What is asked
Repeat exactly the lines of the listing from the line containing "The function MUST provide one marker per instance of the green" through its last line, and nothing beyond them.

Raw records
———

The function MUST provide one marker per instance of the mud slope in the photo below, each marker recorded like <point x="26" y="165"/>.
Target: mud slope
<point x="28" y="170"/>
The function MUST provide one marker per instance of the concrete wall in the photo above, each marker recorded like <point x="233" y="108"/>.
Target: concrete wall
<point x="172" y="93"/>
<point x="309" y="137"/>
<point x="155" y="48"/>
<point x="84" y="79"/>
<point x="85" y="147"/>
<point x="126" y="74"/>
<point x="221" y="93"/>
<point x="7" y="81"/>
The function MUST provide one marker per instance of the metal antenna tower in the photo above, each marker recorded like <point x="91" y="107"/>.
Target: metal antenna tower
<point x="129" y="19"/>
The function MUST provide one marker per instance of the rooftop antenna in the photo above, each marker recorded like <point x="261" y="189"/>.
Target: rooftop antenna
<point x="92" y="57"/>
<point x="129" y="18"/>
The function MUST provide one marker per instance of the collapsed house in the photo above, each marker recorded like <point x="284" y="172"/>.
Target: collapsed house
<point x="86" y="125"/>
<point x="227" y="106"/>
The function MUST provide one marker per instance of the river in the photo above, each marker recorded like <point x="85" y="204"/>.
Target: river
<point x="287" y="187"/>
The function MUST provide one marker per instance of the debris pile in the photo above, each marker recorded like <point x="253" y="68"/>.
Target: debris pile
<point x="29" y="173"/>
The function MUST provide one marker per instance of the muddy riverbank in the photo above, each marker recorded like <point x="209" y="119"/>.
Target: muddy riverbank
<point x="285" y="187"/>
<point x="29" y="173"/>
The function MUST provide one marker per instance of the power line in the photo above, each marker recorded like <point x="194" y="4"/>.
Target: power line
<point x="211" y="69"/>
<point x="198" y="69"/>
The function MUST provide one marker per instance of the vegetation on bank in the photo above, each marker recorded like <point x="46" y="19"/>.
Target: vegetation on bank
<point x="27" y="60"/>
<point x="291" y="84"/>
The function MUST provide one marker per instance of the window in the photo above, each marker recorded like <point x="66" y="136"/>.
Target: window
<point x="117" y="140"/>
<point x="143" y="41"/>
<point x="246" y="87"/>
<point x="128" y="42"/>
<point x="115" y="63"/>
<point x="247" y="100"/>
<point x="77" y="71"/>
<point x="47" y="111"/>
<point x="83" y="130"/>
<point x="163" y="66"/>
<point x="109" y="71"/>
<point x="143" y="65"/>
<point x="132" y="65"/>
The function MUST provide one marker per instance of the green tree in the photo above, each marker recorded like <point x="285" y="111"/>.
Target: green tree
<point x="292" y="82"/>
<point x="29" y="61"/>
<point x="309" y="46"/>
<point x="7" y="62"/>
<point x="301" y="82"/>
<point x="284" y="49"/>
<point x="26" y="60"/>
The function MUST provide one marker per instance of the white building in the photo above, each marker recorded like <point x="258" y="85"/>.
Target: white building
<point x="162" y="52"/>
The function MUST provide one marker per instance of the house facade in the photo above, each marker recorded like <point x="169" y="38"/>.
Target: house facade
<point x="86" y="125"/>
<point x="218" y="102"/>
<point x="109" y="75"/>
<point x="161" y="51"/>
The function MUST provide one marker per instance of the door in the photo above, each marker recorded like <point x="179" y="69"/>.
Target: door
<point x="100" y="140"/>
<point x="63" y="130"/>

———

Task response
The function MUST provide one marker per instance of the green tree in the photo above, each marker recorded like <point x="285" y="111"/>.
Target: green tree
<point x="292" y="82"/>
<point x="29" y="61"/>
<point x="309" y="46"/>
<point x="7" y="62"/>
<point x="301" y="82"/>
<point x="284" y="49"/>
<point x="26" y="60"/>
The function MUST provide one marker per instance of the white building in the photo above, each marker recorded like <point x="258" y="85"/>.
Target: white building
<point x="162" y="52"/>
The function MUST provide one marker per instance of the house facade in the photo above, each marker recorded like <point x="169" y="38"/>.
Target: house facade
<point x="86" y="125"/>
<point x="218" y="102"/>
<point x="109" y="75"/>
<point x="161" y="51"/>
The function MUST provide one marker per instance of the door in the photo above, each marker recorded like <point x="179" y="69"/>.
Target: door
<point x="100" y="140"/>
<point x="63" y="130"/>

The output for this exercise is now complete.